What to do: Give back exactly the lines of the entries below from the line with "Please mark the wet" to the line with "Please mark the hazy", inclusive, and only those.

Data records:
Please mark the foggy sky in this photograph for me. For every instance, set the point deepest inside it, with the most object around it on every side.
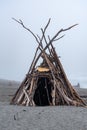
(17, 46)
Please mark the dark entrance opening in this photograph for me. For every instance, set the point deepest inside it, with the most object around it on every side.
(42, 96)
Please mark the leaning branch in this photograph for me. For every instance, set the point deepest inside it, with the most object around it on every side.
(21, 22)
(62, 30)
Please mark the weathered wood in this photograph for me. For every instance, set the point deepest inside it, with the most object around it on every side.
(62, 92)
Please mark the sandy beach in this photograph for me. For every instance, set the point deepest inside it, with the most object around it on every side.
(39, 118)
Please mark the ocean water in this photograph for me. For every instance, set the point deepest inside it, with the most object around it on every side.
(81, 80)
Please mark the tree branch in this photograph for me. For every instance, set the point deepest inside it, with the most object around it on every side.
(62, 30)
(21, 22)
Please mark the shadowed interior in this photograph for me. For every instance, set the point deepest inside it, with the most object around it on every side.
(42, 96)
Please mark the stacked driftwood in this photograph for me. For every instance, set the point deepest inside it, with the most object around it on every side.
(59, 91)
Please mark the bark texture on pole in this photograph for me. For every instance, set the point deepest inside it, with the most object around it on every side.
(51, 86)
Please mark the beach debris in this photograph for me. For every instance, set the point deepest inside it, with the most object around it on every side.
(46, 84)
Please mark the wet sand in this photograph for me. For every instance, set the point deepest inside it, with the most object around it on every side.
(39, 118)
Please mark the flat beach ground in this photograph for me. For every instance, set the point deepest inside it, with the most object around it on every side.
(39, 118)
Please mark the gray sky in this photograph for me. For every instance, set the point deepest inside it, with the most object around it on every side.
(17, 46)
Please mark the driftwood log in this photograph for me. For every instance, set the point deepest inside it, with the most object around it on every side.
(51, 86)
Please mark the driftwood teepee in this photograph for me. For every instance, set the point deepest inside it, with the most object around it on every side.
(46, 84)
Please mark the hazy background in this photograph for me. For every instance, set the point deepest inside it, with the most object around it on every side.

* * *

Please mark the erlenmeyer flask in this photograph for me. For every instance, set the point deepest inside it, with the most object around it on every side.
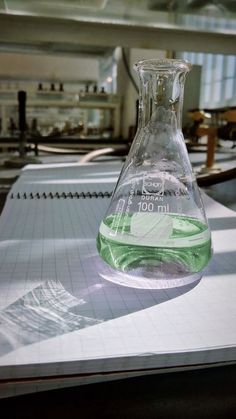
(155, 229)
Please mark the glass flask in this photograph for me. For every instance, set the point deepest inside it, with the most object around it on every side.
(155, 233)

Final answer:
Please mark the wet sand in this photograph for me. For every instance, set the point deepest inside it, with the most object around it on every side.
(39, 118)
Please mark the flat beach ground in this photograph for me. For every instance, set the point deepest inside it, with the most object around it on every side.
(39, 118)
Please mark the gray sky in this photograph for me. For every instance, set the point deepest inside it, with the most object around it on every side.
(17, 46)
Please mark the driftwood log in this photograph for me. For every instance, set the point deepest inside it, with the most object around it on every side.
(51, 86)
Please mark the driftwood teepee in this photograph for me. For every instance, set the point deepest inside it, with the most object around it on every side.
(46, 84)
Please mark the hazy background in this photograph for me. For every instance, set the point deepest inside it, with the most object around it on every side.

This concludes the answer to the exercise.